- Opening Delimiter -
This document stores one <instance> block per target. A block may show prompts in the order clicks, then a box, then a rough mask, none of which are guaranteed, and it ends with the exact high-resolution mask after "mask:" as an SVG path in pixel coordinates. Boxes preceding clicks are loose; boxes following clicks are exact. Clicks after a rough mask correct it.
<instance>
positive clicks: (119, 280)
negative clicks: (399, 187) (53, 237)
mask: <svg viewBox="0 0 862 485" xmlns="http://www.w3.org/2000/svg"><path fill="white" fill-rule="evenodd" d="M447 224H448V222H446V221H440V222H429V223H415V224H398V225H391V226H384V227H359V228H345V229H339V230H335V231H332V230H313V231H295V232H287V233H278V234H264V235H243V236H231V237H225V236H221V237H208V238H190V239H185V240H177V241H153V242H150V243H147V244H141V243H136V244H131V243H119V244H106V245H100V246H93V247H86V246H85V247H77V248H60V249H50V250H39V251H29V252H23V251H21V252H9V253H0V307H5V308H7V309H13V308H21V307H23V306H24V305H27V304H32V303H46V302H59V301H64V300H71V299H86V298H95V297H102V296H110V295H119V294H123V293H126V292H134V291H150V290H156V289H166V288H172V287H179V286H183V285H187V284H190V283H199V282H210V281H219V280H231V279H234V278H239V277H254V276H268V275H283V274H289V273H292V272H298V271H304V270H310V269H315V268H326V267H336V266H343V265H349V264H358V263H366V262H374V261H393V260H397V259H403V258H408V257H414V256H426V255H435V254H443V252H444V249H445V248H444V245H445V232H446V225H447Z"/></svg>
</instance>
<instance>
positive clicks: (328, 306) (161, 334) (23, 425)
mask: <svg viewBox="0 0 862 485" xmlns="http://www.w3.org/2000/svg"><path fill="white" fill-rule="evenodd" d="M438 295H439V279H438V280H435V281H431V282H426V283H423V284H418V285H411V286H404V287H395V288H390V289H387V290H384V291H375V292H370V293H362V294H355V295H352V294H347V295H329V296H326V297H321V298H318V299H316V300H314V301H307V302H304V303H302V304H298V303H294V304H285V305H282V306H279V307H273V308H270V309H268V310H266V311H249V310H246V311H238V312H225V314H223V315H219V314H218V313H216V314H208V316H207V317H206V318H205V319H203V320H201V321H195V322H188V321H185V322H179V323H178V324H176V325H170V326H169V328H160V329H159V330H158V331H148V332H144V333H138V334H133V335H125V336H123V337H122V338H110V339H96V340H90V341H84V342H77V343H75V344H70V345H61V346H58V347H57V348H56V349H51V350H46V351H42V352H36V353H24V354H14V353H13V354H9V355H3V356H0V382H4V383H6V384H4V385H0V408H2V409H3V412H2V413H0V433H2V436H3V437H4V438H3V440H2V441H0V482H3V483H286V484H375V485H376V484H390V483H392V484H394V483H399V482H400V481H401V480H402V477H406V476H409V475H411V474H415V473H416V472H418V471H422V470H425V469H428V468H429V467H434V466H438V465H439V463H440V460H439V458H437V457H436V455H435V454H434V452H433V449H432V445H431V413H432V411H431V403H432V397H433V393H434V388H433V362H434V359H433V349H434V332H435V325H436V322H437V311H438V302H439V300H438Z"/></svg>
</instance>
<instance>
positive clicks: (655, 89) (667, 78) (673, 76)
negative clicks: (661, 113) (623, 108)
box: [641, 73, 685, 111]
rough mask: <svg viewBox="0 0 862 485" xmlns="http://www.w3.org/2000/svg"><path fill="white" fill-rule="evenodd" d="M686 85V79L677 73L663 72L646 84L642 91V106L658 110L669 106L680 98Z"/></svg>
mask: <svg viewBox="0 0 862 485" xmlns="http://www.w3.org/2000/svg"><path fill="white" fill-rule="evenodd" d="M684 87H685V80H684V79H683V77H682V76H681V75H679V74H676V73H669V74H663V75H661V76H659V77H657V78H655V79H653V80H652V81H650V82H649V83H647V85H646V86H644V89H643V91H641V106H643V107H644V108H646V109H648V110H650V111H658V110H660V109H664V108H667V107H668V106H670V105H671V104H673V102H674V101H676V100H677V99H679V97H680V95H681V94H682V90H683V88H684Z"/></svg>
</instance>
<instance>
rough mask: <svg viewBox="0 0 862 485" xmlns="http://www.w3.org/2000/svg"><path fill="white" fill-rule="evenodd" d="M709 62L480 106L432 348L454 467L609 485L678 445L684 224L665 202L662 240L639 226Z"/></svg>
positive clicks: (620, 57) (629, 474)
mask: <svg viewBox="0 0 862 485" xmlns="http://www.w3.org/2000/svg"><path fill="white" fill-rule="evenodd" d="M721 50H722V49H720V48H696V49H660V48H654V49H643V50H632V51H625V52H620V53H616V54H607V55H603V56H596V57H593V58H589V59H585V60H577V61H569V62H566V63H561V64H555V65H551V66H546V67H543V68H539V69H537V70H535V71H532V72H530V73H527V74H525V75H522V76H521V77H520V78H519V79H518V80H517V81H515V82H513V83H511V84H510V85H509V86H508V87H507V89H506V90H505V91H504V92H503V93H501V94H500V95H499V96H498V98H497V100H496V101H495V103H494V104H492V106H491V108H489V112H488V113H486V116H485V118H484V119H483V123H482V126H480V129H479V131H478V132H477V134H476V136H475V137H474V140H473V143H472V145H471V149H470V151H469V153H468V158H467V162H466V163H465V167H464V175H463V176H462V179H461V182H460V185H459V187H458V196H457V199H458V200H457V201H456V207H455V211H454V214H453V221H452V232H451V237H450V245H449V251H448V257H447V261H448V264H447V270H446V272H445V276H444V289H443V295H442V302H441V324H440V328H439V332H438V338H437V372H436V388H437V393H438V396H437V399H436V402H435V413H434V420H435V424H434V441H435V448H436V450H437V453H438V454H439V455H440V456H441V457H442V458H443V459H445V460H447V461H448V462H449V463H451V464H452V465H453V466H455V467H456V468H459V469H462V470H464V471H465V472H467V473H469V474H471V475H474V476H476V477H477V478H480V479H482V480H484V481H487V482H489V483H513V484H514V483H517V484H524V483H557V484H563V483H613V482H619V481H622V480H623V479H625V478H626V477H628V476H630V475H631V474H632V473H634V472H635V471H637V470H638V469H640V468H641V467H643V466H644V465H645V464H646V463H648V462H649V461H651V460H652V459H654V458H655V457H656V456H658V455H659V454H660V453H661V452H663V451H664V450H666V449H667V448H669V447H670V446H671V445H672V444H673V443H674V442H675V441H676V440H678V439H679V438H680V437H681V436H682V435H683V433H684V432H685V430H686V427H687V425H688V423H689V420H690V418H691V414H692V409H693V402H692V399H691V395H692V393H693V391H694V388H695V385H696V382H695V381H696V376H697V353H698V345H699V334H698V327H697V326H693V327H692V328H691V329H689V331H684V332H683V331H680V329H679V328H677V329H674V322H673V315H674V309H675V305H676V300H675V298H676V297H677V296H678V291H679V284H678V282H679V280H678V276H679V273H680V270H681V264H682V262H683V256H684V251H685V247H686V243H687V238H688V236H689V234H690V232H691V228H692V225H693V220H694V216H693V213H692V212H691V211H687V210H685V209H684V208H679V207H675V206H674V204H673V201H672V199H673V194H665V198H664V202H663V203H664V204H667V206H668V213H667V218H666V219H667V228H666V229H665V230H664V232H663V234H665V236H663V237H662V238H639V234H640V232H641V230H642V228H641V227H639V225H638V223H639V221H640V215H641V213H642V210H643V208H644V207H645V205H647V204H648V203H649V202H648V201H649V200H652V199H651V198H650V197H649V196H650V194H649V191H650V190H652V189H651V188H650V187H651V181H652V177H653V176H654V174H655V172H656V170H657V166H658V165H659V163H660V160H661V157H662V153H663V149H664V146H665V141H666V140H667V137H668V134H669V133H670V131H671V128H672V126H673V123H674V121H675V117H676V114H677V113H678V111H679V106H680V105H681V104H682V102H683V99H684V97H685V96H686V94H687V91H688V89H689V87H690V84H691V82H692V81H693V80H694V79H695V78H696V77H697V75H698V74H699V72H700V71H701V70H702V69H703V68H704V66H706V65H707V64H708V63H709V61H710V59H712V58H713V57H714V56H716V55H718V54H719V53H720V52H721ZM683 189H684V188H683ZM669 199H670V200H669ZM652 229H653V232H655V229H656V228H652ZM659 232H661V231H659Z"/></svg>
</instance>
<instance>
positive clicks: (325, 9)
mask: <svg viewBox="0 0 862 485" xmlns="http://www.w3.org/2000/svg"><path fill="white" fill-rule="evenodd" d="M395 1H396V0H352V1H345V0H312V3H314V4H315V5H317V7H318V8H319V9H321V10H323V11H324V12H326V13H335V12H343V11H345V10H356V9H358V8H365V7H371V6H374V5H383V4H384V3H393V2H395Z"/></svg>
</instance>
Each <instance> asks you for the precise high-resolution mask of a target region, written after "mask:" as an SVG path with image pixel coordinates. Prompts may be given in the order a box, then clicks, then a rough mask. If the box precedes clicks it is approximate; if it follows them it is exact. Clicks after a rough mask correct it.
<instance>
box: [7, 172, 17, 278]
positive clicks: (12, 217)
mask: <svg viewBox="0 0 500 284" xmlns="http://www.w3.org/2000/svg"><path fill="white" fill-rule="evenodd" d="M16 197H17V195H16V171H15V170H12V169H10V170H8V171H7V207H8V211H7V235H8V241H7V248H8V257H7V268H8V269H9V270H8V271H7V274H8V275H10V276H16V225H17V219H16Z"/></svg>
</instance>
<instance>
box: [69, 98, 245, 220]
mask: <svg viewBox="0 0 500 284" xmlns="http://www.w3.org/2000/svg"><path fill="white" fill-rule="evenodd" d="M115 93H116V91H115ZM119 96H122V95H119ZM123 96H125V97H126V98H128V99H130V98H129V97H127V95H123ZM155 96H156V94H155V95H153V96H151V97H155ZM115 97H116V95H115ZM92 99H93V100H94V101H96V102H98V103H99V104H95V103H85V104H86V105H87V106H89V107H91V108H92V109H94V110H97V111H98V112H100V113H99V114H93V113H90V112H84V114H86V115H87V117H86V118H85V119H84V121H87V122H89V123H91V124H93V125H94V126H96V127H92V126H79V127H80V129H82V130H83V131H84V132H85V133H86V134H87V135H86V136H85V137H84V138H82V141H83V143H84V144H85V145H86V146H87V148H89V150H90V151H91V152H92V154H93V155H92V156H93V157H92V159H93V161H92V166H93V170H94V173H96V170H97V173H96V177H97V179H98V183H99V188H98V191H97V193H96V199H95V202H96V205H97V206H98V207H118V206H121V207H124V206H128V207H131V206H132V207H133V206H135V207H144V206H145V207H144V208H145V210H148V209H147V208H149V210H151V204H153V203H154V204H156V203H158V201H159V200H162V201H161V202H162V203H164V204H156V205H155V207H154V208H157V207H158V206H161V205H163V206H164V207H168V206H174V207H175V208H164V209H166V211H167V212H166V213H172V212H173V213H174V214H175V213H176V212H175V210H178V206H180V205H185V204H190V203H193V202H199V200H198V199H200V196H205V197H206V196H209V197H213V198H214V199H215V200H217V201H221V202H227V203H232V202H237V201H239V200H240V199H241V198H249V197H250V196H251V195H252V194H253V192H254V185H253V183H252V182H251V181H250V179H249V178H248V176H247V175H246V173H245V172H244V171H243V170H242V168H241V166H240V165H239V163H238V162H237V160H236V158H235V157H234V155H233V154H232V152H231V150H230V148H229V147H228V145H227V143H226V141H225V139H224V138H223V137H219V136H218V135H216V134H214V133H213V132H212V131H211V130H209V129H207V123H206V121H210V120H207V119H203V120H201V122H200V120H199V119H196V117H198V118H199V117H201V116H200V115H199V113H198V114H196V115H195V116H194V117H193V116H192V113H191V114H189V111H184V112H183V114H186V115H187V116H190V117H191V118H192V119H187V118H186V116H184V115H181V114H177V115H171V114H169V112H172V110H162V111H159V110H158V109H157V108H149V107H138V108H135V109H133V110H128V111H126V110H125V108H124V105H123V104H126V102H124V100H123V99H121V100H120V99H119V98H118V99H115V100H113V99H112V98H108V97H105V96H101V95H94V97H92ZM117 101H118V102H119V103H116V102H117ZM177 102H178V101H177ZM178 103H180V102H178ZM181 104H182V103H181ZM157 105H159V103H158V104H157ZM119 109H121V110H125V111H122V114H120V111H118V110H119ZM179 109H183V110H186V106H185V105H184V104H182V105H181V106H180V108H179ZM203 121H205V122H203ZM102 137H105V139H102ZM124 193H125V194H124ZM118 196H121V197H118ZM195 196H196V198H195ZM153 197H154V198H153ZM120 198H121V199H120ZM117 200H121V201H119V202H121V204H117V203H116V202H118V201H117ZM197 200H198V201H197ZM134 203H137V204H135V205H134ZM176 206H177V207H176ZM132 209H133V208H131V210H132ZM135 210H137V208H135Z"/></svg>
- Closing Delimiter -
*Work to complete*
Starting at the very first line and ending at the line that contains "negative clicks: (399, 187) (53, 237)", reproduce those lines word for word, including both ends.

*Reply to the exercise*
This document stores one <instance> block per target. A block may show prompts in the order clicks, then a box, then a rough mask, none of which are guaranteed, and it ends with the exact high-resolution mask after "mask:" as an SVG path in pixel coordinates. Boxes preceding clicks are loose; boxes following clicks are exact. Clicks after a rough mask correct it.
<instance>
positive clicks: (119, 280)
negative clicks: (399, 187) (53, 237)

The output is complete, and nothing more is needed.